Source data
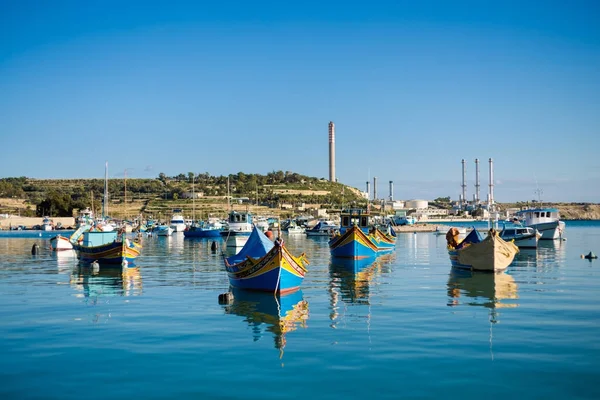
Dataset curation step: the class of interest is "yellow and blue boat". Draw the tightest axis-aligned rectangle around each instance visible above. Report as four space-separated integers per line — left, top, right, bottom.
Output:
328 208 396 259
223 227 309 293
73 229 142 265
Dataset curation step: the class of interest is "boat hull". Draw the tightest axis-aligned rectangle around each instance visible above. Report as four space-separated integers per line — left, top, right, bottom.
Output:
156 227 174 236
529 221 565 240
225 245 308 294
184 228 222 238
501 232 539 248
448 231 519 272
329 226 395 259
50 235 73 251
170 223 186 232
75 238 142 265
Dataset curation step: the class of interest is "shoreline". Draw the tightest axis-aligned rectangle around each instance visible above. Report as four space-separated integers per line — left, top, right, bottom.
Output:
0 216 76 230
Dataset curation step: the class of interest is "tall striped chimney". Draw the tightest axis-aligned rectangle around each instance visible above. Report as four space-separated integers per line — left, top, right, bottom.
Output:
366 181 370 199
328 121 335 182
389 180 393 201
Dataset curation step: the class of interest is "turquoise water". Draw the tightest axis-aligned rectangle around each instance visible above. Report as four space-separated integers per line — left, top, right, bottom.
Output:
1 221 599 399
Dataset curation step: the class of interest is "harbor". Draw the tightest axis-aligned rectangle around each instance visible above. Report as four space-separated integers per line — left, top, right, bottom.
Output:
0 220 598 399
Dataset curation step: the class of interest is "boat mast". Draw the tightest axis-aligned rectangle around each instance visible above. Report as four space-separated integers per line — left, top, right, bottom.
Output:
124 168 127 220
103 161 109 219
192 175 195 222
227 175 231 212
488 158 497 230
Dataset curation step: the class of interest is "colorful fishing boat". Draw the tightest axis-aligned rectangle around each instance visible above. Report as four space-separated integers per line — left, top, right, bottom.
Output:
223 289 309 358
223 227 309 293
447 228 519 272
328 208 396 259
73 230 142 265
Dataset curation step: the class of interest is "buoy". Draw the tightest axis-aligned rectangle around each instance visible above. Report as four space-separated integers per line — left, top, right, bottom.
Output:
265 231 274 240
582 251 598 260
91 260 100 271
218 292 234 304
211 241 218 251
31 243 40 255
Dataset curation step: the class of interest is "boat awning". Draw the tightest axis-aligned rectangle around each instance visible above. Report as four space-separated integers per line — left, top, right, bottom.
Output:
226 227 274 265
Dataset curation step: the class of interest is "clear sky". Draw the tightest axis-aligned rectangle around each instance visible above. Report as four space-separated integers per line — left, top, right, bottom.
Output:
1 0 599 203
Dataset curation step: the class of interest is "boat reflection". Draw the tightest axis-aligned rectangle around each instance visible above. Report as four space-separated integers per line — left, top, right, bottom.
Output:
328 254 394 328
329 257 380 305
447 268 519 322
223 289 309 358
70 265 143 299
54 249 78 274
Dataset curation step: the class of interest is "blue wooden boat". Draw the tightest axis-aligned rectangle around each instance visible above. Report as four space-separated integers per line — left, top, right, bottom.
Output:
223 227 309 293
328 208 396 259
223 289 309 357
73 229 142 265
184 220 223 238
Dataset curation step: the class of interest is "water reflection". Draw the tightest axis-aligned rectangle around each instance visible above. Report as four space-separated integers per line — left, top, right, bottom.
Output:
447 268 519 322
70 265 143 299
54 249 78 274
328 255 394 328
223 289 309 359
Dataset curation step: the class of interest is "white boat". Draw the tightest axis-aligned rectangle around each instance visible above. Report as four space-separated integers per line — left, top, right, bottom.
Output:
305 220 339 237
41 216 54 231
499 225 541 248
50 234 73 251
254 216 270 232
156 225 174 236
170 209 187 232
515 208 565 240
286 224 305 235
393 215 416 226
225 235 249 248
221 211 253 237
76 207 95 228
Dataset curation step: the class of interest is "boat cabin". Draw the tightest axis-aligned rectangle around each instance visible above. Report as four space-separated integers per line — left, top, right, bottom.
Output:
340 208 370 234
516 208 560 225
82 231 118 247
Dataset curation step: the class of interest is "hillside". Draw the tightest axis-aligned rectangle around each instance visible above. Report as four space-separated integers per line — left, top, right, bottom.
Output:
0 172 367 220
1 174 598 221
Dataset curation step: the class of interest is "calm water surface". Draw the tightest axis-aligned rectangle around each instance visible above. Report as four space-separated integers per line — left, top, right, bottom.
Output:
1 221 599 399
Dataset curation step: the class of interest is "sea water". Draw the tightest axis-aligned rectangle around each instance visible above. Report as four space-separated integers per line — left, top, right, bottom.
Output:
0 221 599 399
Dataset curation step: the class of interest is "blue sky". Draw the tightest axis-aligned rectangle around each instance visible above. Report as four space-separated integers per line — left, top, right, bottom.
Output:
1 1 599 202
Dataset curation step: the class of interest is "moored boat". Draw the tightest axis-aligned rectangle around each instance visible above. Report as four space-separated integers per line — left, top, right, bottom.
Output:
184 220 223 238
73 230 142 265
223 227 309 293
220 210 253 246
156 225 174 236
499 225 541 248
169 209 186 232
41 216 54 231
515 208 565 240
328 208 396 259
305 220 339 237
50 234 73 251
447 228 519 272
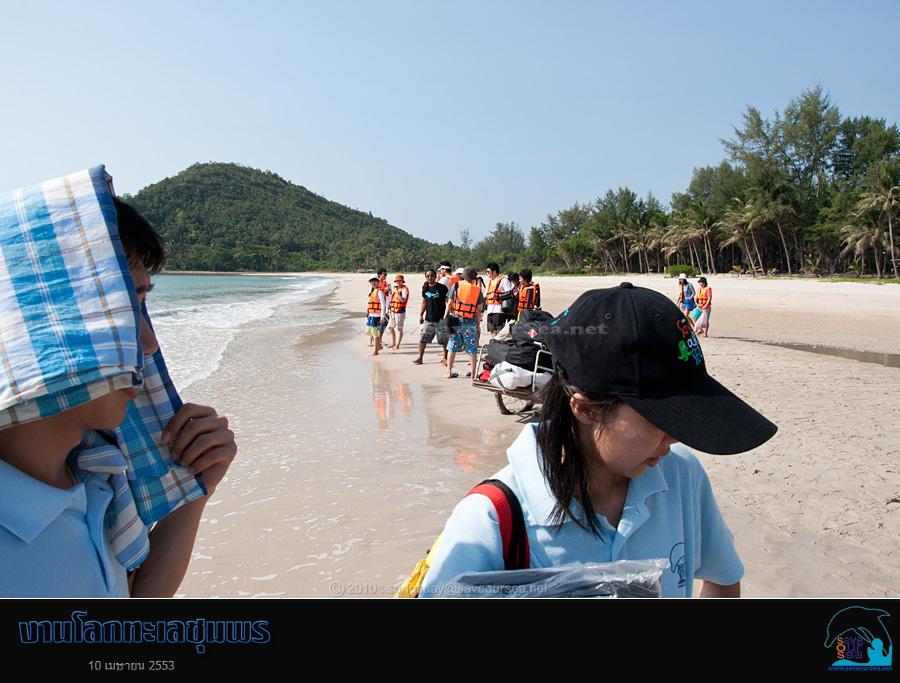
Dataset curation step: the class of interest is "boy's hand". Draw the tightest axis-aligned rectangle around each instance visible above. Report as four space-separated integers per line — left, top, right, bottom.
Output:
162 403 237 495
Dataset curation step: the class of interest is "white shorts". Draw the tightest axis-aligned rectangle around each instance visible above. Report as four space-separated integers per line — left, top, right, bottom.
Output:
387 311 406 329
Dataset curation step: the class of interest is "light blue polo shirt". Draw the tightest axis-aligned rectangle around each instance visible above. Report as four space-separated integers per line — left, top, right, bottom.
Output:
0 458 129 597
420 423 743 598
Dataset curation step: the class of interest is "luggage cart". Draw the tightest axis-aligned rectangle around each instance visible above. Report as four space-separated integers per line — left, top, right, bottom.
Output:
472 342 554 415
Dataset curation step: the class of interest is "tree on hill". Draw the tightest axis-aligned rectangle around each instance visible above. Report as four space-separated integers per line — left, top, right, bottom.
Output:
124 162 434 272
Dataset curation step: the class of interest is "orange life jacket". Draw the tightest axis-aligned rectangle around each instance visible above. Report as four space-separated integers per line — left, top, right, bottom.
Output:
450 280 481 319
448 274 461 289
695 285 712 310
367 289 383 316
485 275 505 305
517 282 540 313
389 285 409 313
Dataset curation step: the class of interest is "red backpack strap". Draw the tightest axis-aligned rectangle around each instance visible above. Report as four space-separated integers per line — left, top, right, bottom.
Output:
466 479 530 570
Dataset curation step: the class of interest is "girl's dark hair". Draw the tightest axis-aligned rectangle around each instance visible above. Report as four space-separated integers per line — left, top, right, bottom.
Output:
425 268 437 277
114 198 166 274
535 370 622 538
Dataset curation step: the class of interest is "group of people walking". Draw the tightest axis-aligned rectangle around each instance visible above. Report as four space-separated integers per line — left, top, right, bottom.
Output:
675 272 713 337
365 261 541 378
1 164 772 603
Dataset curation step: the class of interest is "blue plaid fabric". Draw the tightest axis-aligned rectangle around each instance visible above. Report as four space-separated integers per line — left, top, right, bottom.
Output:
0 166 205 571
79 308 207 524
0 166 140 424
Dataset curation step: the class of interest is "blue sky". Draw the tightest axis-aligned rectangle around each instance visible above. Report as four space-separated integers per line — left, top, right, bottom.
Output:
2 1 898 244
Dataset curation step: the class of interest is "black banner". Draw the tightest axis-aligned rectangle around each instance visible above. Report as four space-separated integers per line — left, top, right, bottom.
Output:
2 599 896 674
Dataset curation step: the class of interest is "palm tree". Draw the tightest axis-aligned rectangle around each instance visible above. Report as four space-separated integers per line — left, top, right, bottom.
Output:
646 223 667 273
590 236 618 273
744 199 769 275
628 227 654 273
716 199 757 274
612 223 633 273
854 160 900 279
660 223 688 267
840 220 884 278
750 190 797 274
679 200 719 274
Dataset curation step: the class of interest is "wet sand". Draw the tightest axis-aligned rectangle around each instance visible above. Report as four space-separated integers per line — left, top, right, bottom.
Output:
178 273 900 598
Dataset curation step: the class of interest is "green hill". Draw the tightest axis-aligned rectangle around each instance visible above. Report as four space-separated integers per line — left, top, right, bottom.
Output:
123 162 445 272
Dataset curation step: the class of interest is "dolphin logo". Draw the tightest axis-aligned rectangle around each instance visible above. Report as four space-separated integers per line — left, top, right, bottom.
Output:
668 543 686 588
825 606 893 663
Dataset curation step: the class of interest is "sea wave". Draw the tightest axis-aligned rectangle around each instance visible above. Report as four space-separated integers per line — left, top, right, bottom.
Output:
151 276 335 392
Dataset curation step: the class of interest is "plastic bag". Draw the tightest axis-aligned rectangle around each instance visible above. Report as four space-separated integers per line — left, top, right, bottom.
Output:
440 559 669 598
488 361 552 391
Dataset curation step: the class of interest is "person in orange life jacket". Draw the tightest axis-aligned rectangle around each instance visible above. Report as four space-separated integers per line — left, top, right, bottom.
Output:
366 277 388 356
414 269 450 366
419 284 778 598
387 275 410 350
691 277 712 337
447 267 463 290
366 268 388 347
516 268 541 319
484 262 513 337
444 267 484 379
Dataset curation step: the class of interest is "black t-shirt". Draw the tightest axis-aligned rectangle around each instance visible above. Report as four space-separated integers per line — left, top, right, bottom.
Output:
421 282 449 322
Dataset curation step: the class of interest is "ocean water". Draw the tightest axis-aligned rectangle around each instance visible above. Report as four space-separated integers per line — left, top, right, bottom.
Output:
147 274 336 391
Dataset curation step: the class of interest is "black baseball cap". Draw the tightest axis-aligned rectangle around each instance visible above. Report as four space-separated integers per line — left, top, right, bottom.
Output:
541 283 777 455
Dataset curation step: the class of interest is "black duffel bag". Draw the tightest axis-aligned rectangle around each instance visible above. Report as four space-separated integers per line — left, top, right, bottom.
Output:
486 337 540 371
485 309 554 371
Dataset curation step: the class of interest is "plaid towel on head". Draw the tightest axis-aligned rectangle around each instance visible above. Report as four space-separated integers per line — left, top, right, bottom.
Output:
0 166 140 424
0 166 205 571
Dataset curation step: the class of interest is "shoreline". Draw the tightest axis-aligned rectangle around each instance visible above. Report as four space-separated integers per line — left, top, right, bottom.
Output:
175 272 899 597
177 278 522 597
159 268 900 285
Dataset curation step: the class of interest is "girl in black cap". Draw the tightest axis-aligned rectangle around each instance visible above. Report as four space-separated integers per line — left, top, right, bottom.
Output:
417 284 776 598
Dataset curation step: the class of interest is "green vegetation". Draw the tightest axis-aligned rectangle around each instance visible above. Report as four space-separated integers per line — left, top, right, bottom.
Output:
823 278 900 285
123 162 464 272
125 87 899 278
665 264 700 278
524 86 899 279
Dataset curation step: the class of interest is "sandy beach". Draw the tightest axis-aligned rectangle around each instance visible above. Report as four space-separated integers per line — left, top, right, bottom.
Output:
177 273 900 598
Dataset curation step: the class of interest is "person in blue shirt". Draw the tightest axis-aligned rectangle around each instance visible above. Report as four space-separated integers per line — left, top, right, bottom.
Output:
0 199 237 597
420 283 778 598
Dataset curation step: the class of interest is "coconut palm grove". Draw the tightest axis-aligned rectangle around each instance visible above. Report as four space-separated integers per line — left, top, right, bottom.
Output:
128 86 898 280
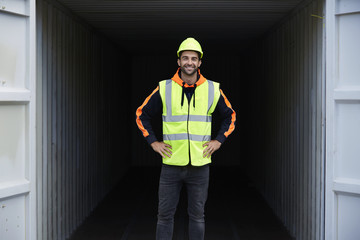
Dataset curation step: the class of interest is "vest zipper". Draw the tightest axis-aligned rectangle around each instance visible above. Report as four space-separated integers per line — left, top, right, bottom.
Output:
187 99 191 165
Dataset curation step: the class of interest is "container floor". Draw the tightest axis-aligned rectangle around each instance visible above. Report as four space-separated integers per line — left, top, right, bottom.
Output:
68 166 294 240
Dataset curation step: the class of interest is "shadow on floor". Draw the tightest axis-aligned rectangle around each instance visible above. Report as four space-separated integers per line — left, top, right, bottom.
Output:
68 166 294 240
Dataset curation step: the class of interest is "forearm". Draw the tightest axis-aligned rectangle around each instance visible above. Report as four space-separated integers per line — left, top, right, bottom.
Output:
135 87 162 144
214 89 236 143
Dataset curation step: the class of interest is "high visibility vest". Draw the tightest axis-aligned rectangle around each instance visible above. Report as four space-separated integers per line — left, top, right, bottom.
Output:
159 79 220 166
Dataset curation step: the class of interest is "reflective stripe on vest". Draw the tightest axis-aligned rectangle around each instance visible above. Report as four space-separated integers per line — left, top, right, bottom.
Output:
159 79 220 166
163 133 211 142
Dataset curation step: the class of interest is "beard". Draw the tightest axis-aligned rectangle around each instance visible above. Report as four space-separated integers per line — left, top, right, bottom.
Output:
180 65 198 77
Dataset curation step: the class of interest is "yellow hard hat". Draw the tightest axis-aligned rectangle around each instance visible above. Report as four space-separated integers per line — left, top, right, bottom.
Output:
177 37 203 59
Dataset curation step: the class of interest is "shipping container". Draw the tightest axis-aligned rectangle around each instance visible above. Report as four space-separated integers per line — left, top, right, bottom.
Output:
0 0 359 239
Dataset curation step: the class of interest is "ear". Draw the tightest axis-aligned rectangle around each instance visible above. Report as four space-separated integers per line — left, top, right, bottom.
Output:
177 59 181 66
198 60 202 67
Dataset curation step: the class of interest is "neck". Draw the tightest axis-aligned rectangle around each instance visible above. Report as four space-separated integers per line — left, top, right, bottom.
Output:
180 72 197 85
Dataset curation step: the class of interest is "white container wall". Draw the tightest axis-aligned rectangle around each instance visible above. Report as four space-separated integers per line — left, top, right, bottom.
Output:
325 0 360 239
0 0 37 239
245 0 325 239
36 0 131 239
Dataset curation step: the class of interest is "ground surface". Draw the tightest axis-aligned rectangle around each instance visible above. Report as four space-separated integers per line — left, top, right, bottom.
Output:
68 166 294 240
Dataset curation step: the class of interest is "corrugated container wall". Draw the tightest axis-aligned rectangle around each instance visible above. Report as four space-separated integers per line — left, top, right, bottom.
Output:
36 0 131 239
244 0 325 239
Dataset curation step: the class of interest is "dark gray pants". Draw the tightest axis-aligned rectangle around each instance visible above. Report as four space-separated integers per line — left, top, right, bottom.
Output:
156 164 210 240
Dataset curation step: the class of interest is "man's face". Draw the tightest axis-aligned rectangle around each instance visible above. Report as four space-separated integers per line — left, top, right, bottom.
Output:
177 51 202 77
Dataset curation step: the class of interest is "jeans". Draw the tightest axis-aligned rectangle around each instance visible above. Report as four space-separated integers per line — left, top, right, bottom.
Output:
156 164 210 240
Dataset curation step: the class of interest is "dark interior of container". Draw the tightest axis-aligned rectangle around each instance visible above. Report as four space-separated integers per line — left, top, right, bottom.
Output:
38 1 319 239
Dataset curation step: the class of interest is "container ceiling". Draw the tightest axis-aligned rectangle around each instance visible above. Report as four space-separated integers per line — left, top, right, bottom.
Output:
57 0 304 55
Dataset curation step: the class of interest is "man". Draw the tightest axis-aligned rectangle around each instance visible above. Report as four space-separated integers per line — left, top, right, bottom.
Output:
136 37 236 240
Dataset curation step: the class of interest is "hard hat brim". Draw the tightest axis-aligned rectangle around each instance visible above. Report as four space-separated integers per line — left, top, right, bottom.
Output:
177 49 203 59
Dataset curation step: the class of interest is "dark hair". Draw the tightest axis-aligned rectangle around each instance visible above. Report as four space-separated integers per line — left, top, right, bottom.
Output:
178 51 201 60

Exercise directions: Every line holding the word "girl" should be copied out of the records above.

Exercise result:
Dataset curation step: the class of interest is "girl's dark hair". Draw the tightest axis-aligned rectangle around each instance visible above. Report as four space-separated integers per line — left, top, right, bottom.
Dataset curation step: the class of interest is "girl in black cap". Draw the tightest axis-aligned rectangle around each instance visible above. Report as four space-separated integers per line — left, top, right, bottom.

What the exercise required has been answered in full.